Raw records:
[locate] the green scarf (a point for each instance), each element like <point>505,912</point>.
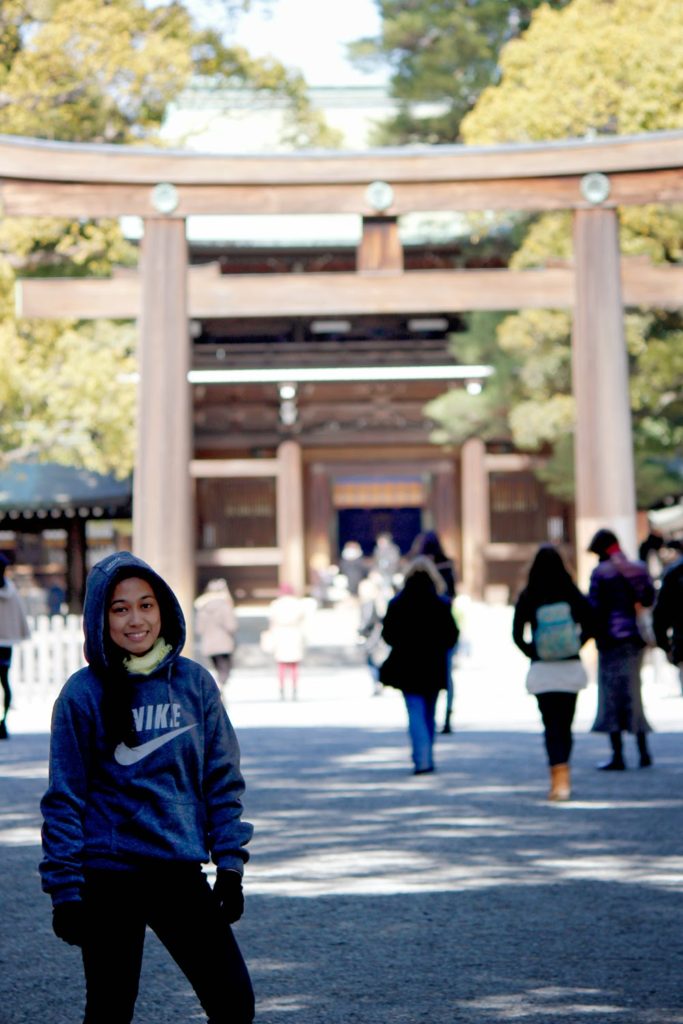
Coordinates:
<point>145,664</point>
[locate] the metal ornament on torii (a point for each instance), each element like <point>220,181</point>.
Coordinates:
<point>590,177</point>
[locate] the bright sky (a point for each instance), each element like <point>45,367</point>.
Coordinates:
<point>310,35</point>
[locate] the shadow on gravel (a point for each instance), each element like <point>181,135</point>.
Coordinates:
<point>377,897</point>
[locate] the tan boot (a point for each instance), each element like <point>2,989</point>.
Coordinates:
<point>560,783</point>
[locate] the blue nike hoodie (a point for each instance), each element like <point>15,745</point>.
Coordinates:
<point>143,768</point>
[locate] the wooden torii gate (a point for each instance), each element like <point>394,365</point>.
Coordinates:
<point>591,178</point>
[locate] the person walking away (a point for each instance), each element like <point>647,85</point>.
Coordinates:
<point>668,615</point>
<point>144,786</point>
<point>420,629</point>
<point>552,622</point>
<point>386,557</point>
<point>216,626</point>
<point>617,589</point>
<point>429,544</point>
<point>287,629</point>
<point>13,629</point>
<point>352,565</point>
<point>374,596</point>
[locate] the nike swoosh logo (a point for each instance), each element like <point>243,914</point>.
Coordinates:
<point>131,755</point>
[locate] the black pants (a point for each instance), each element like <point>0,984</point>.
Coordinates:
<point>5,662</point>
<point>557,712</point>
<point>177,903</point>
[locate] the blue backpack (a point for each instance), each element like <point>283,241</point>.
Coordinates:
<point>556,635</point>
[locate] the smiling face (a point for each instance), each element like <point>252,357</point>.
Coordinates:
<point>134,616</point>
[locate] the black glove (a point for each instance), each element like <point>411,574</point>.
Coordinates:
<point>227,890</point>
<point>68,922</point>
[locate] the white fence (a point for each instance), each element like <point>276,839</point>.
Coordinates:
<point>40,666</point>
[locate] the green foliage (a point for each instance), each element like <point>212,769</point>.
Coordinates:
<point>605,67</point>
<point>442,54</point>
<point>88,71</point>
<point>594,67</point>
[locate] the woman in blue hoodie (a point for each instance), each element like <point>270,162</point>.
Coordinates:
<point>144,786</point>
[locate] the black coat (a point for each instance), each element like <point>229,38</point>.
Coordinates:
<point>668,613</point>
<point>420,629</point>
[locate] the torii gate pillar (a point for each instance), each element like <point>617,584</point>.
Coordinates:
<point>603,457</point>
<point>163,499</point>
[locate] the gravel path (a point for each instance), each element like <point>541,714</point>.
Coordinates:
<point>378,897</point>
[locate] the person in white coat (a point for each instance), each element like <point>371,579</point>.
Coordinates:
<point>216,626</point>
<point>13,629</point>
<point>287,637</point>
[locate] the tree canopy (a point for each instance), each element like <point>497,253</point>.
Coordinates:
<point>87,71</point>
<point>584,68</point>
<point>442,54</point>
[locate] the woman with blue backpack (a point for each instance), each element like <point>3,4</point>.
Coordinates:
<point>552,622</point>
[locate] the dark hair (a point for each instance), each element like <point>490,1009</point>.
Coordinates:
<point>428,544</point>
<point>118,690</point>
<point>548,576</point>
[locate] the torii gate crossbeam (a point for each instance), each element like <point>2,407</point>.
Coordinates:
<point>61,179</point>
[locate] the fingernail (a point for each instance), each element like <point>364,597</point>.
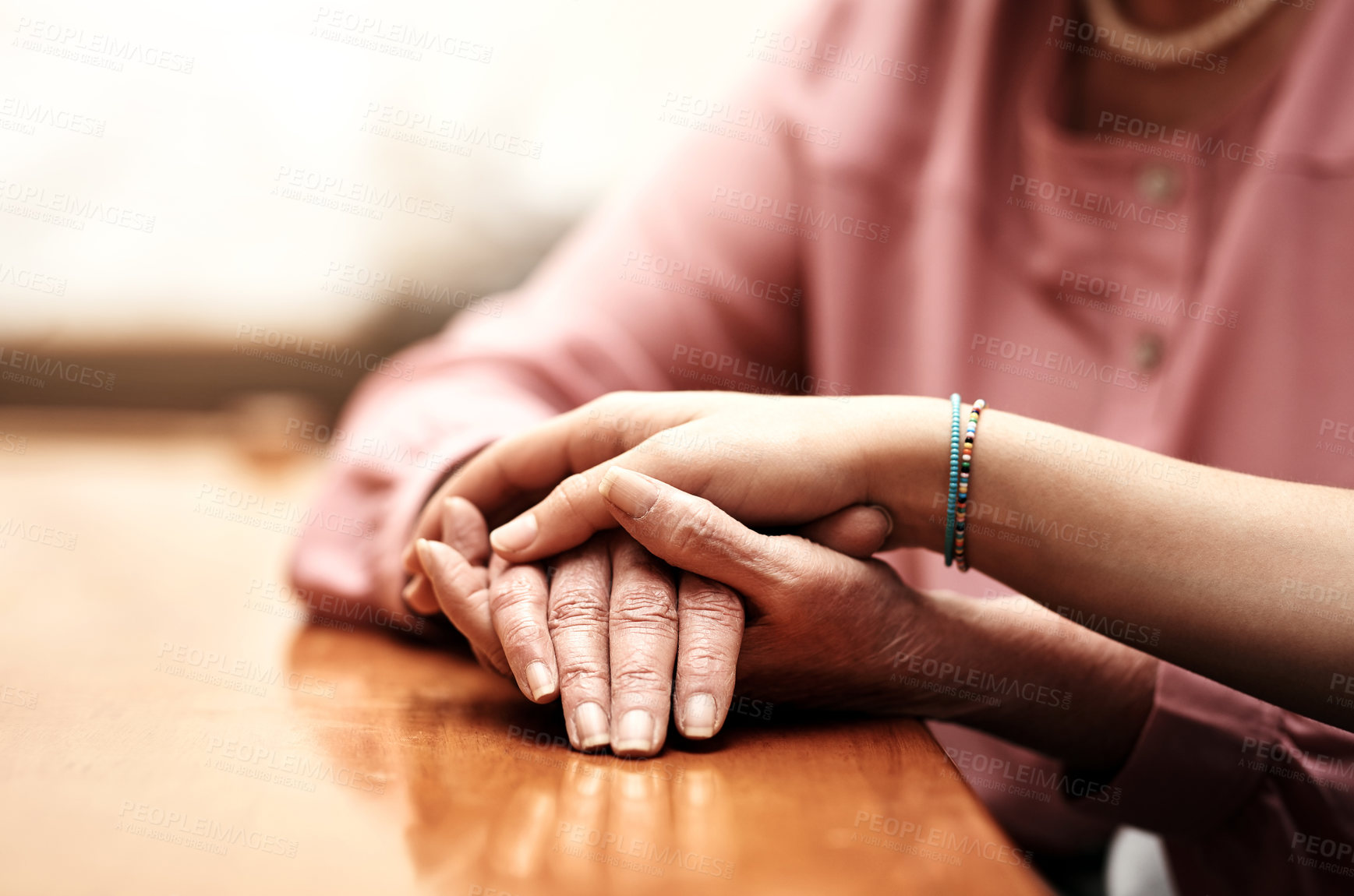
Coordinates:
<point>539,679</point>
<point>516,535</point>
<point>592,725</point>
<point>635,732</point>
<point>628,490</point>
<point>409,589</point>
<point>699,721</point>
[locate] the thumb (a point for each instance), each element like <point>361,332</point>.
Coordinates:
<point>692,534</point>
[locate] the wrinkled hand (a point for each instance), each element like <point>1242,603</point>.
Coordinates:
<point>822,628</point>
<point>768,460</point>
<point>608,630</point>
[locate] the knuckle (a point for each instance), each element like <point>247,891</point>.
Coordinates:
<point>639,679</point>
<point>703,658</point>
<point>571,494</point>
<point>650,604</point>
<point>576,605</point>
<point>696,530</point>
<point>585,674</point>
<point>710,620</point>
<point>519,633</point>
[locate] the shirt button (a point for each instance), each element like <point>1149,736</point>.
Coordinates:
<point>1159,185</point>
<point>1148,351</point>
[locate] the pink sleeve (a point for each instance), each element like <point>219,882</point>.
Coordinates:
<point>648,283</point>
<point>1250,799</point>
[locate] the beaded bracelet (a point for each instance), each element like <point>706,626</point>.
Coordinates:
<point>953,478</point>
<point>966,462</point>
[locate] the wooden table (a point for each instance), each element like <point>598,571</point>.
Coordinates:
<point>169,725</point>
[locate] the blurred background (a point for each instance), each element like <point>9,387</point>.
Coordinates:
<point>182,185</point>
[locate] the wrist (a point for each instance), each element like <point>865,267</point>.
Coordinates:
<point>909,470</point>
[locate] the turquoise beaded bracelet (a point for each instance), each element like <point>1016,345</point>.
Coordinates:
<point>966,462</point>
<point>953,479</point>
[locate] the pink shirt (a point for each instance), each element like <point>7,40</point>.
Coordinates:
<point>891,207</point>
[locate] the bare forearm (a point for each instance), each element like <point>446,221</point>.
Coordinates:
<point>1034,679</point>
<point>1196,565</point>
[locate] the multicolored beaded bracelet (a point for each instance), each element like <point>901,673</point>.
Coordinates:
<point>964,463</point>
<point>953,478</point>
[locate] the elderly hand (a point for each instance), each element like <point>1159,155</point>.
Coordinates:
<point>829,630</point>
<point>768,460</point>
<point>607,630</point>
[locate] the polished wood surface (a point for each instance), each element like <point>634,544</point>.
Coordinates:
<point>169,725</point>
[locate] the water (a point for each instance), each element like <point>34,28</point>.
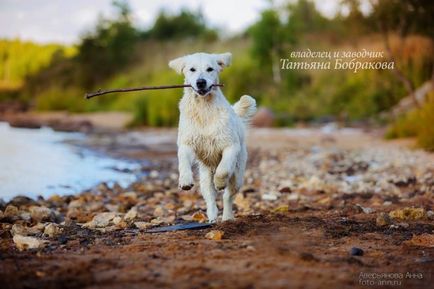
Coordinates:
<point>41,162</point>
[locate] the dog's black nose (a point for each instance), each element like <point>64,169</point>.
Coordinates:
<point>201,83</point>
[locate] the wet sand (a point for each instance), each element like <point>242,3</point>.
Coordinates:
<point>311,201</point>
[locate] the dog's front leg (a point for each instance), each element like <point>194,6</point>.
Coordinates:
<point>226,166</point>
<point>185,162</point>
<point>208,192</point>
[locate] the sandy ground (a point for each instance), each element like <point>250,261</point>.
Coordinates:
<point>311,198</point>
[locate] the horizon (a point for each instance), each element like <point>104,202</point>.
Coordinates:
<point>35,21</point>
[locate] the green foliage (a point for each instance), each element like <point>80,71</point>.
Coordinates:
<point>416,123</point>
<point>268,37</point>
<point>182,26</point>
<point>107,49</point>
<point>20,59</point>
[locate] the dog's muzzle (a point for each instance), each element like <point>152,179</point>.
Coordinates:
<point>202,87</point>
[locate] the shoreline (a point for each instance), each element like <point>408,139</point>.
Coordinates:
<point>309,197</point>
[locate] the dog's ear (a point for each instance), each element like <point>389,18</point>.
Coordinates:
<point>224,59</point>
<point>177,64</point>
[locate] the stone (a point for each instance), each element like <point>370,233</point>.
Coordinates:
<point>26,243</point>
<point>101,220</point>
<point>131,214</point>
<point>215,235</point>
<point>424,240</point>
<point>199,217</point>
<point>52,230</point>
<point>11,212</point>
<point>408,214</point>
<point>383,219</point>
<point>143,225</point>
<point>40,214</point>
<point>356,251</point>
<point>19,229</point>
<point>269,197</point>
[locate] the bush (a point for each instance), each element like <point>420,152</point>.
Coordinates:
<point>417,123</point>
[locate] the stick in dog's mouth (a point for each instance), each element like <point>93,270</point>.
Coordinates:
<point>205,92</point>
<point>101,92</point>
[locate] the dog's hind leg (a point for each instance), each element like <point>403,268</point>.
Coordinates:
<point>208,192</point>
<point>228,200</point>
<point>185,159</point>
<point>226,167</point>
<point>235,183</point>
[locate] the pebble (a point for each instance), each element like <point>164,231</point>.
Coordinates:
<point>26,243</point>
<point>356,251</point>
<point>269,197</point>
<point>39,214</point>
<point>131,214</point>
<point>52,230</point>
<point>101,220</point>
<point>215,235</point>
<point>383,219</point>
<point>199,217</point>
<point>10,212</point>
<point>143,225</point>
<point>408,214</point>
<point>19,229</point>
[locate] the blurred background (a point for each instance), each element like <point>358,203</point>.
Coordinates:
<point>51,53</point>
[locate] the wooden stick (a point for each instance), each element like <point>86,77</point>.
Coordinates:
<point>101,92</point>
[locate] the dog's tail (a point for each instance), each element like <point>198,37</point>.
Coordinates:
<point>245,108</point>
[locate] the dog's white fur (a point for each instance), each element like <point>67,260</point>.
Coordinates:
<point>211,132</point>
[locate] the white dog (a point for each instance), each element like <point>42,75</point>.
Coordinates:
<point>211,131</point>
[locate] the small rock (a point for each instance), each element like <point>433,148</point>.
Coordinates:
<point>154,174</point>
<point>215,235</point>
<point>383,219</point>
<point>40,214</point>
<point>408,214</point>
<point>143,225</point>
<point>21,201</point>
<point>365,210</point>
<point>159,211</point>
<point>101,220</point>
<point>131,214</point>
<point>117,220</point>
<point>52,230</point>
<point>18,229</point>
<point>199,217</point>
<point>424,240</point>
<point>25,243</point>
<point>269,197</point>
<point>281,209</point>
<point>285,190</point>
<point>356,251</point>
<point>11,212</point>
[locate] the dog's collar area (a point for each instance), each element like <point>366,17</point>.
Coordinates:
<point>205,92</point>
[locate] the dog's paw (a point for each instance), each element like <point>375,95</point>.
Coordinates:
<point>212,214</point>
<point>220,181</point>
<point>228,217</point>
<point>186,187</point>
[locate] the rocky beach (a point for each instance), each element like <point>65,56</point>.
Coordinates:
<point>330,207</point>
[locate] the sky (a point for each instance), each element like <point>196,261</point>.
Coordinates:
<point>63,21</point>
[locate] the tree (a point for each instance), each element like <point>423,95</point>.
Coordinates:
<point>109,47</point>
<point>269,36</point>
<point>403,17</point>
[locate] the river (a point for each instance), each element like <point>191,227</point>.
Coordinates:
<point>43,162</point>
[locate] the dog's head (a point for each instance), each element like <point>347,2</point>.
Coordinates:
<point>201,70</point>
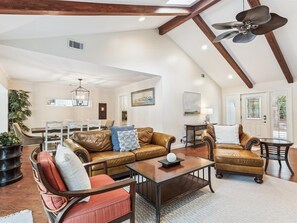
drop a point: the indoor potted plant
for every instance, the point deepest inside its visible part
(10, 158)
(18, 108)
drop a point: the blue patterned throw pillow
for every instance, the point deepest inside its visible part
(128, 140)
(114, 136)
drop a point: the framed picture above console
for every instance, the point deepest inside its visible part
(191, 103)
(143, 97)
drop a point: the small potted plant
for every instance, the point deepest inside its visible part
(8, 139)
(10, 158)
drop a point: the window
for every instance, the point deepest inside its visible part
(253, 108)
(279, 115)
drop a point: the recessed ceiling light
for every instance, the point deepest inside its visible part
(179, 2)
(141, 19)
(204, 47)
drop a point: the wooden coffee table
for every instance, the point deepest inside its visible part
(160, 186)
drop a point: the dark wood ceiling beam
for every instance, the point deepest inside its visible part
(211, 36)
(50, 7)
(275, 48)
(196, 9)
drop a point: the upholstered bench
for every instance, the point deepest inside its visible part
(238, 161)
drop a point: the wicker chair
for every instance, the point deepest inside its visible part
(109, 202)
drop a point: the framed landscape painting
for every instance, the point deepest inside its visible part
(143, 98)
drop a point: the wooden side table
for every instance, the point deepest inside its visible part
(275, 149)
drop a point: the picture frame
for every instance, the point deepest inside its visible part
(191, 103)
(143, 97)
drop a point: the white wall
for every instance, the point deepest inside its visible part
(40, 93)
(143, 51)
(178, 73)
(3, 102)
(267, 87)
(3, 109)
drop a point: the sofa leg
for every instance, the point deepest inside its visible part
(259, 179)
(219, 175)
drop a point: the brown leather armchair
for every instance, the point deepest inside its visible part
(246, 141)
(233, 158)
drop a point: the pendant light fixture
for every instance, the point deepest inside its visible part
(80, 96)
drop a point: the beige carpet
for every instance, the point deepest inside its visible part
(236, 199)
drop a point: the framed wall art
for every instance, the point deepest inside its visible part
(143, 97)
(191, 103)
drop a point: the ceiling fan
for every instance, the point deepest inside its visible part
(249, 24)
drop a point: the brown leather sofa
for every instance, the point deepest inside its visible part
(234, 158)
(97, 146)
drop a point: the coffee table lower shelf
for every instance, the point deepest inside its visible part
(161, 194)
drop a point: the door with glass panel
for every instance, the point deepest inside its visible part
(255, 114)
(279, 114)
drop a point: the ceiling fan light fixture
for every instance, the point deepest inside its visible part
(80, 95)
(252, 22)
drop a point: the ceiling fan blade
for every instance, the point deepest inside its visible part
(227, 25)
(244, 38)
(225, 35)
(275, 22)
(258, 15)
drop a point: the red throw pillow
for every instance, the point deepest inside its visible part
(51, 173)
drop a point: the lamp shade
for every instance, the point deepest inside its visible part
(80, 96)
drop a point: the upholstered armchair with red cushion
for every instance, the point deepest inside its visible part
(109, 202)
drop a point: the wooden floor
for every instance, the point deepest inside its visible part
(24, 194)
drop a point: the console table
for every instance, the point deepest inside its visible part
(275, 149)
(193, 128)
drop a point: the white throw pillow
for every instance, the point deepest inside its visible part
(227, 134)
(72, 170)
(128, 140)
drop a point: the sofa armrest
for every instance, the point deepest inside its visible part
(206, 137)
(163, 139)
(248, 141)
(80, 151)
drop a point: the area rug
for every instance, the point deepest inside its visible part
(24, 216)
(236, 199)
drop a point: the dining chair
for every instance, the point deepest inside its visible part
(53, 134)
(109, 201)
(93, 125)
(74, 126)
(26, 139)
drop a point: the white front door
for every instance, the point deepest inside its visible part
(254, 114)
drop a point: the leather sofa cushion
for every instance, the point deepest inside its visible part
(149, 151)
(94, 141)
(228, 146)
(112, 158)
(238, 157)
(145, 135)
(103, 207)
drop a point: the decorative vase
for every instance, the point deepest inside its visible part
(10, 164)
(171, 157)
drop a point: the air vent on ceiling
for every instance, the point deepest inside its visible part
(75, 45)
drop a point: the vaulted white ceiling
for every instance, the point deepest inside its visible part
(22, 58)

What the exercise asks: Copy out the lines starting at the one containing "drop a point: the area rug" and ending with the last line of the entries. Include nothing else.

Task solution:
drop a point: the area rug
for every instance, the point deepest inside its visible part
(24, 216)
(236, 199)
drop a point: the dining chair
for every instance, the point deepest inside its visible part
(53, 134)
(109, 201)
(93, 125)
(74, 126)
(26, 139)
drop a point: the white front door
for every instance, the point deepest inside its visible part
(254, 114)
drop a point: the leather sofa cushion
for every instance, the point deepest inside its visible part
(149, 151)
(94, 141)
(228, 146)
(112, 158)
(238, 157)
(145, 135)
(103, 207)
drop a point: the decorative vase
for every instance, the point deepest inside its visible part
(10, 164)
(171, 157)
drop a point: the air vent on ceiling
for every instance, the point deepest inside its visible part
(75, 45)
drop a point: the vaulted white ceiling
for every instance, the point deepest inside its visible part
(22, 58)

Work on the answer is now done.